**What to do**
State how many lines of the records contain the word "tall", and give only the number.

::::

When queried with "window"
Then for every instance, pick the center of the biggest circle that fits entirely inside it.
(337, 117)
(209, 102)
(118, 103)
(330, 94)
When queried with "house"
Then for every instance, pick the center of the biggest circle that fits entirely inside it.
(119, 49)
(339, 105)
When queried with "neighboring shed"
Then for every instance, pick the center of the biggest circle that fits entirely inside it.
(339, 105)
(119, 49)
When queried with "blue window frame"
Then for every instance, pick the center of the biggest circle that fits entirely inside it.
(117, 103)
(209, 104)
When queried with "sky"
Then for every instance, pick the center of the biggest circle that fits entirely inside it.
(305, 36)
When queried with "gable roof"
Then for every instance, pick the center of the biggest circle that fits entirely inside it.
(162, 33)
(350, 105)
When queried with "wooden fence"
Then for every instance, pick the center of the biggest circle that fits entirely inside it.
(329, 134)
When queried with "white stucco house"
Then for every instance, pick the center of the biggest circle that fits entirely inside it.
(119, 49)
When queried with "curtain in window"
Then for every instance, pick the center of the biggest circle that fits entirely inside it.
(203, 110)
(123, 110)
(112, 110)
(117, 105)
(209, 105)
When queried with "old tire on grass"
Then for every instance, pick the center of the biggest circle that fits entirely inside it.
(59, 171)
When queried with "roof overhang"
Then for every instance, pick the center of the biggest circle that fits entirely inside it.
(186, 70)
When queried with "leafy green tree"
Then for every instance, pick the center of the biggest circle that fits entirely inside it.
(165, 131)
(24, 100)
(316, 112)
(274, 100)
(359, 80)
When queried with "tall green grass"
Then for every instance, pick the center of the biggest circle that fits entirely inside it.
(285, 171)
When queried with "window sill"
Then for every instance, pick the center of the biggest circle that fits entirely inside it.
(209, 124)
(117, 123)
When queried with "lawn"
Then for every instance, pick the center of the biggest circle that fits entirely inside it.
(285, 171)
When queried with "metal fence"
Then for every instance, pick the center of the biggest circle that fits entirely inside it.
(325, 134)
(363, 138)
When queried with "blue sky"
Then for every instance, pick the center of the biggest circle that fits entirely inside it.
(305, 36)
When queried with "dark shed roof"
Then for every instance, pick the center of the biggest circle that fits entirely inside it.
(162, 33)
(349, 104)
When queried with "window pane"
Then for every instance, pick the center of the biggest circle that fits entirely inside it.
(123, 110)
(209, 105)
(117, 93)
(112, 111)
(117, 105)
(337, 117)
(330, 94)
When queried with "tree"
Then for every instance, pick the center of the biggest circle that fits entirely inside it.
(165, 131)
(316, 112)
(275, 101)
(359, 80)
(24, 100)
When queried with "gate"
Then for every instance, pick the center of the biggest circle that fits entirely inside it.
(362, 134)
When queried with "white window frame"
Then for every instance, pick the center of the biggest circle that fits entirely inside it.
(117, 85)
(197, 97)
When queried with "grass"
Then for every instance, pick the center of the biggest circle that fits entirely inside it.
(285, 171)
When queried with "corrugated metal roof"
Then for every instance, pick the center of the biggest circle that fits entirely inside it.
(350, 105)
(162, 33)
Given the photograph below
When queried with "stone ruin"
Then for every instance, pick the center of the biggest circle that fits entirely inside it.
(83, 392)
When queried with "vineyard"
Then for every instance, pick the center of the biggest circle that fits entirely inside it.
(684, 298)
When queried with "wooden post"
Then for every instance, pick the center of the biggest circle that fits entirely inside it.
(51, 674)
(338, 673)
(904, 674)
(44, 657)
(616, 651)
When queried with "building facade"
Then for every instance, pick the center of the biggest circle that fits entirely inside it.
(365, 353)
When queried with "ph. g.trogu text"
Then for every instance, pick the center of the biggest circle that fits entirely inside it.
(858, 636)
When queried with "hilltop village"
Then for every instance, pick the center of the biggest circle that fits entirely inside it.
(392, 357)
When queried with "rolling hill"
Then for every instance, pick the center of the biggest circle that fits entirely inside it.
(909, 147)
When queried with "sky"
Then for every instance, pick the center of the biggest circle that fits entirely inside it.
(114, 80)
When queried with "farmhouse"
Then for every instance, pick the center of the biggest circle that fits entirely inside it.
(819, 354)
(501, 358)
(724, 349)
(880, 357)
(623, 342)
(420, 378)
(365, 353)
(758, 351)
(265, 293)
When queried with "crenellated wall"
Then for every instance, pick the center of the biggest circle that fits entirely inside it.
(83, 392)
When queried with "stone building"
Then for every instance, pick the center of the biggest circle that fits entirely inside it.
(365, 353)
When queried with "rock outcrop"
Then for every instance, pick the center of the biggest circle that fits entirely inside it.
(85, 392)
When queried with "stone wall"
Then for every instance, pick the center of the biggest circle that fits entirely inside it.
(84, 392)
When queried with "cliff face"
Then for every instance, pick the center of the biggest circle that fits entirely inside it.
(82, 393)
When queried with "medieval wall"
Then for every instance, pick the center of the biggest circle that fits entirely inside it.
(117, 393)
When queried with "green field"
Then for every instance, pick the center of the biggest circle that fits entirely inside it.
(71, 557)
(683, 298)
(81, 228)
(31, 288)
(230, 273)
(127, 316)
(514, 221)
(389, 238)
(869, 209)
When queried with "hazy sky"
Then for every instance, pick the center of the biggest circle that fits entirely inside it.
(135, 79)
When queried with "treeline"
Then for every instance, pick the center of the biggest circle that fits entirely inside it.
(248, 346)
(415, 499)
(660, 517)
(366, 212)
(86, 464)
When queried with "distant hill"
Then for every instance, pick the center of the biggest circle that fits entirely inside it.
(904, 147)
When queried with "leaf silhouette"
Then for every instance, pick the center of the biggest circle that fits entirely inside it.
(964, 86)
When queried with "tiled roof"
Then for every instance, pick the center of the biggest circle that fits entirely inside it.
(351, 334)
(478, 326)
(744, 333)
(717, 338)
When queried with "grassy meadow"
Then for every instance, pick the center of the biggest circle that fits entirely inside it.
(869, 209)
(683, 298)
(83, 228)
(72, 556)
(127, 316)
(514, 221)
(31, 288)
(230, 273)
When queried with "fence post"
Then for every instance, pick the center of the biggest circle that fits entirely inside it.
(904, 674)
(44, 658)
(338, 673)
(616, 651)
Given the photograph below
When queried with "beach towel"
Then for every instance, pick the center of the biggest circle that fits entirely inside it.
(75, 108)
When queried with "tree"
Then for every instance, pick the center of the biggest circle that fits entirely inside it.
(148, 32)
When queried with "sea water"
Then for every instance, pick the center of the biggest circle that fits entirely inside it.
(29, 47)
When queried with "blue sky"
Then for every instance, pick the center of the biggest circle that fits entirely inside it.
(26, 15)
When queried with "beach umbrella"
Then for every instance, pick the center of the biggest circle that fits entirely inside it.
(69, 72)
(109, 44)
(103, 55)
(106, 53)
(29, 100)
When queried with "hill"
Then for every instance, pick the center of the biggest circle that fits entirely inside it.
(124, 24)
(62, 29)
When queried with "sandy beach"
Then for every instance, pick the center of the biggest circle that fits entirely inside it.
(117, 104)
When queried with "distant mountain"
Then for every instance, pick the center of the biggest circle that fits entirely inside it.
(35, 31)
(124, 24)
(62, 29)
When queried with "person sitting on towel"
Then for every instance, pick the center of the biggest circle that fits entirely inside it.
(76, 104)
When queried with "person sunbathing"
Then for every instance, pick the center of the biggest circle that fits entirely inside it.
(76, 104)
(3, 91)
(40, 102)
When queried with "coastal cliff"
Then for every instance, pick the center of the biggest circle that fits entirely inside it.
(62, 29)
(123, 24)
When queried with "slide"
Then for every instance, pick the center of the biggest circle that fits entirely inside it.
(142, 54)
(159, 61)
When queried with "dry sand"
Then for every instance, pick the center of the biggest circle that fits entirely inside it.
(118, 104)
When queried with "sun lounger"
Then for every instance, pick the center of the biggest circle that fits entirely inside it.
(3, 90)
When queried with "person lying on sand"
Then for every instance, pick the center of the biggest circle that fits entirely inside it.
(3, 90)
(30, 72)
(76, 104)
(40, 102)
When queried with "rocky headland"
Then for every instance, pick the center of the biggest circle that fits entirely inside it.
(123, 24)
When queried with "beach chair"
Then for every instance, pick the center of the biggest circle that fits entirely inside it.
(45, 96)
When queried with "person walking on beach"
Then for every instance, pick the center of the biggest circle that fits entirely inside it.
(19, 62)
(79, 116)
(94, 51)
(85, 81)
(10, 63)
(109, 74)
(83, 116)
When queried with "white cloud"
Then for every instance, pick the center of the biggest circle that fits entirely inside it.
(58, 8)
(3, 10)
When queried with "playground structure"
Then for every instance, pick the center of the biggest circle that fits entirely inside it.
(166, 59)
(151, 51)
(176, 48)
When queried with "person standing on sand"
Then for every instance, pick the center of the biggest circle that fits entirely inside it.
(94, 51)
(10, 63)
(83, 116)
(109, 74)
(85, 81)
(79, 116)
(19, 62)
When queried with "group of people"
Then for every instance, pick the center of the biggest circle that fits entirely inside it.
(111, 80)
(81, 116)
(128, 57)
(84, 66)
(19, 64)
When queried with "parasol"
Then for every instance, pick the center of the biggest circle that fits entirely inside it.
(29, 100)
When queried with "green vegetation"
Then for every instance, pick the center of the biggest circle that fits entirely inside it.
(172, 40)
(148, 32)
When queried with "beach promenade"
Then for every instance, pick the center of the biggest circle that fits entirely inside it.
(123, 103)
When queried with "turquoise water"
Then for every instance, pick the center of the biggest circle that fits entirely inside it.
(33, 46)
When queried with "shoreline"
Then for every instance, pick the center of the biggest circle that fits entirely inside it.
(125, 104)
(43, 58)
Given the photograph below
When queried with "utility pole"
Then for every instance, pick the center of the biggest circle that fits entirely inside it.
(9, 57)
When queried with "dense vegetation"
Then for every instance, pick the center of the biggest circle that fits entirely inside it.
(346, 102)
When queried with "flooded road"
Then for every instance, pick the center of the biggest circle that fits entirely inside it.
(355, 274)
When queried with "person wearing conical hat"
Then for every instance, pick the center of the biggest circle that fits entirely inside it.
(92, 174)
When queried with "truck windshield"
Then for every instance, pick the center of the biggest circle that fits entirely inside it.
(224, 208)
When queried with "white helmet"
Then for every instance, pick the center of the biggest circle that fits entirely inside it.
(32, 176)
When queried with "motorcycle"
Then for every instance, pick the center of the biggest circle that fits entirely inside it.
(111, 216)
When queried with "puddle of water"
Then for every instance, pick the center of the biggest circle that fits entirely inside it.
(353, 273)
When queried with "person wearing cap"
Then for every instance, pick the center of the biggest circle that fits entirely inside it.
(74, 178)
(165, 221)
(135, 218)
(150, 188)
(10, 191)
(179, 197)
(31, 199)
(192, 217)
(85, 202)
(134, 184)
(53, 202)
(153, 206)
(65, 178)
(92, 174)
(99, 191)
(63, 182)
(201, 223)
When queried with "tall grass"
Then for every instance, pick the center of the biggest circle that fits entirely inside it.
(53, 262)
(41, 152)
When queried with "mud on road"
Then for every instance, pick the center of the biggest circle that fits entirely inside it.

::::

**Solution below**
2